Count the lines in the material below that contain the string "oval", treating uppercase and lowercase as different, and give only the number.

[Portion of a data file]
>> Begin

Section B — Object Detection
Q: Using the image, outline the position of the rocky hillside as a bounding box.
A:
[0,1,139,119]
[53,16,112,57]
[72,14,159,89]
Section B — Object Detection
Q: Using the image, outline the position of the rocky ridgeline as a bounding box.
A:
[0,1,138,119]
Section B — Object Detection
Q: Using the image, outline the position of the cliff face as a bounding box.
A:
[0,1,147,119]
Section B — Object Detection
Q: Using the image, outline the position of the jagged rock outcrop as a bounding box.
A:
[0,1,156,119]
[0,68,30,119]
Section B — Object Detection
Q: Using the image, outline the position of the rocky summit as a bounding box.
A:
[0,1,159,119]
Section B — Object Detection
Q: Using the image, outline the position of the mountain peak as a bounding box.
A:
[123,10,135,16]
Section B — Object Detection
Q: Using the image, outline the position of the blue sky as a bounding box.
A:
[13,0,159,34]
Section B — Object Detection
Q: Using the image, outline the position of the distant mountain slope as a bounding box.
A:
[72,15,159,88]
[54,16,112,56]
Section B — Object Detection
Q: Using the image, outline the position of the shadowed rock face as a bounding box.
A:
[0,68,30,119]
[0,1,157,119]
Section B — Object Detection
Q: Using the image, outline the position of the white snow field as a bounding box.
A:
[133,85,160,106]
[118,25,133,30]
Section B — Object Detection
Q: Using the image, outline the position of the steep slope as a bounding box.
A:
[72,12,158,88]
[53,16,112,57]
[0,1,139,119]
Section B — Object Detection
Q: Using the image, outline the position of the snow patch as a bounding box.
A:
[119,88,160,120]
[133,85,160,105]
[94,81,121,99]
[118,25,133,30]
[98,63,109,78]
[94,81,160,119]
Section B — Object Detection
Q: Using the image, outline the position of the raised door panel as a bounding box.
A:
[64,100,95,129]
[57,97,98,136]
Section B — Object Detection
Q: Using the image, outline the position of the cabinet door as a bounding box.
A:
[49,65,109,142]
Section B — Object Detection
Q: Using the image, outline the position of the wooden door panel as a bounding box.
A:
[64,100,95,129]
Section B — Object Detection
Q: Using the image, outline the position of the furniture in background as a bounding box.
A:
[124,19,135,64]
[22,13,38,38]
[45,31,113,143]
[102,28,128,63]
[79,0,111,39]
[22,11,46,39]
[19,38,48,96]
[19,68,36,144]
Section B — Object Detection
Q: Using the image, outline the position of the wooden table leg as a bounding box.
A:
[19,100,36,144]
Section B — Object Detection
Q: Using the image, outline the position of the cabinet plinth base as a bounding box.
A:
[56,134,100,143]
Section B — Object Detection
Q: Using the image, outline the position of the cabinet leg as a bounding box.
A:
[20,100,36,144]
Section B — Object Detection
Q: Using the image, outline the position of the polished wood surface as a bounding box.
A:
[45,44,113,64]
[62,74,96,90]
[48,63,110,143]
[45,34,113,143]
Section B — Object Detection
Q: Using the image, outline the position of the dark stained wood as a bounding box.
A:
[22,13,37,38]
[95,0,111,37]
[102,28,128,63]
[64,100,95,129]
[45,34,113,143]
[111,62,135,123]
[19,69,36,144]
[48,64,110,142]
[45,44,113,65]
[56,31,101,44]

>> End
>> Begin

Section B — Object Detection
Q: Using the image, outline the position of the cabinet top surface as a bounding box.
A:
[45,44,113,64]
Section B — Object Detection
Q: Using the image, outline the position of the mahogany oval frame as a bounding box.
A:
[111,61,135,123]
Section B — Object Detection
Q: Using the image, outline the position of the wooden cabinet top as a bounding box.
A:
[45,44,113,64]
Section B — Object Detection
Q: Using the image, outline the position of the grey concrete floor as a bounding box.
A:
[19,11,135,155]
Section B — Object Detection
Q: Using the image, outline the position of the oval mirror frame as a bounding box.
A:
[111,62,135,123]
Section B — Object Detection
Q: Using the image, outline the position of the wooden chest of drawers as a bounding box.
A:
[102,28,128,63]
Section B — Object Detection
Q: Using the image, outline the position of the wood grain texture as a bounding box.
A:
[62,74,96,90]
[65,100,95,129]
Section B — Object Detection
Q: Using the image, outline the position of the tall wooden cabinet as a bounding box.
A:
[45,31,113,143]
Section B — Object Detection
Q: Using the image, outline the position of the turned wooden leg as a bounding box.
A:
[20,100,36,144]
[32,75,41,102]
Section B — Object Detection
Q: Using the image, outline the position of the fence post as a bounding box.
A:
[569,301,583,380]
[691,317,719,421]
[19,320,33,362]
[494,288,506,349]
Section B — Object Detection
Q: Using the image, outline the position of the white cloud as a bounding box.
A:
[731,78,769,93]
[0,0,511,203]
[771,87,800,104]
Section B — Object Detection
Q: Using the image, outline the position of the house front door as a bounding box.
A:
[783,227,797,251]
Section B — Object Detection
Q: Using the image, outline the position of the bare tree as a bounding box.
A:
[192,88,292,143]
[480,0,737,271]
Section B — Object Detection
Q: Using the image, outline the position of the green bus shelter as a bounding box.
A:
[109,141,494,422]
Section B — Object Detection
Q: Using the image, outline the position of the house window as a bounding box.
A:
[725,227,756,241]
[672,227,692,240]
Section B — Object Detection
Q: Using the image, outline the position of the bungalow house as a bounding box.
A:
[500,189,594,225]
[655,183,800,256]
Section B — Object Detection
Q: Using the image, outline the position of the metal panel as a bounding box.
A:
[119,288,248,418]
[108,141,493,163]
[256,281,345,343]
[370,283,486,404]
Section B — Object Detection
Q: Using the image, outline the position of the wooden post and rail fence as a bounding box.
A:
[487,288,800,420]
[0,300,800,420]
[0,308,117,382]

>> End
>> Begin

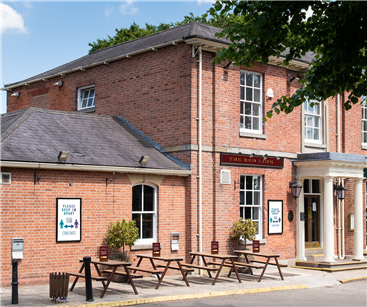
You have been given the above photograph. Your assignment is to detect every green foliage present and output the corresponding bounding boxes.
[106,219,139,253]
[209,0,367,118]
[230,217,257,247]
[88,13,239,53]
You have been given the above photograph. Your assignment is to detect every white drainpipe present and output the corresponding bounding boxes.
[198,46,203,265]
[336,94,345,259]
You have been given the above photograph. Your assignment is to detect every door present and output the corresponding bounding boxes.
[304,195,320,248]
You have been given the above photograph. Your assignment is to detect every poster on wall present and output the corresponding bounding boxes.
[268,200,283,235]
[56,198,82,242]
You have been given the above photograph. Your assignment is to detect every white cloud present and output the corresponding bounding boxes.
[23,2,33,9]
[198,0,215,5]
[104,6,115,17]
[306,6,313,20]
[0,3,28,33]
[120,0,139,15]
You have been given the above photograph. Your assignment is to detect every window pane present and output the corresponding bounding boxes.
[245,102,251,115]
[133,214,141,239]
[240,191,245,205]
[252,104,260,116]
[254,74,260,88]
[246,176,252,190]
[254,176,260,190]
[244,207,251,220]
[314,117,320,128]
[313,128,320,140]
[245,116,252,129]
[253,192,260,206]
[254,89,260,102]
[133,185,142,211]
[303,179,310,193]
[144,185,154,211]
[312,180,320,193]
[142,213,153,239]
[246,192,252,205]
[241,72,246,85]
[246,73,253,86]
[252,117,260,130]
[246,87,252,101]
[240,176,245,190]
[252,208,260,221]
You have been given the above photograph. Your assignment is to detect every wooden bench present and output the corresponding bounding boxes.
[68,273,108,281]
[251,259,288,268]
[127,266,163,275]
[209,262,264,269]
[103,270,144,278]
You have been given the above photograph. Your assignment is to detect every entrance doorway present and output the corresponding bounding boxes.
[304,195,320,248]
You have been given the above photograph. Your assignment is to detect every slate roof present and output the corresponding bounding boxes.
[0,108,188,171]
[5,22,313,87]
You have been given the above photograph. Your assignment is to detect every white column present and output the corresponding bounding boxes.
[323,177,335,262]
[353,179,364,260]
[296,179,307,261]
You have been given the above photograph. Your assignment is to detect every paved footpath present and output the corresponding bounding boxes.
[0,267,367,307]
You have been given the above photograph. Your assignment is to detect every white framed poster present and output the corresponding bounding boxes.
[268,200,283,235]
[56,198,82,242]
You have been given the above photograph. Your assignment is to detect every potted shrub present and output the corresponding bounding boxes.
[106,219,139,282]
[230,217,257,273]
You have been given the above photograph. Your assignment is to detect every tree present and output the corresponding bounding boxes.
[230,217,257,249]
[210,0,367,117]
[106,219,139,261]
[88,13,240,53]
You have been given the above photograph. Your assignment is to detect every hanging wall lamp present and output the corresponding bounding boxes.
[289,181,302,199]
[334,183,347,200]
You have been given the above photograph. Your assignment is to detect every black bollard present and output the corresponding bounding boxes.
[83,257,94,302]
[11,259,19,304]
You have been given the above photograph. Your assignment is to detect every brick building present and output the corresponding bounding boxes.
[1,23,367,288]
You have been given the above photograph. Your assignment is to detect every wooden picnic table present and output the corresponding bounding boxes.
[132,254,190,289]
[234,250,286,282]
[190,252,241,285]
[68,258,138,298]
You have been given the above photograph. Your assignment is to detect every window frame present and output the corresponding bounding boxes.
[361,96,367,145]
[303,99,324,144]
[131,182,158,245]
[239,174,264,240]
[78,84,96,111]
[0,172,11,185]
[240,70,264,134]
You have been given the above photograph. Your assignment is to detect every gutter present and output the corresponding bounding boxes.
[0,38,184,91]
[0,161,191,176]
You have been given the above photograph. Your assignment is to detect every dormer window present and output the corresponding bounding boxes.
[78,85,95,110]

>> End

TASK OUTPUT: 2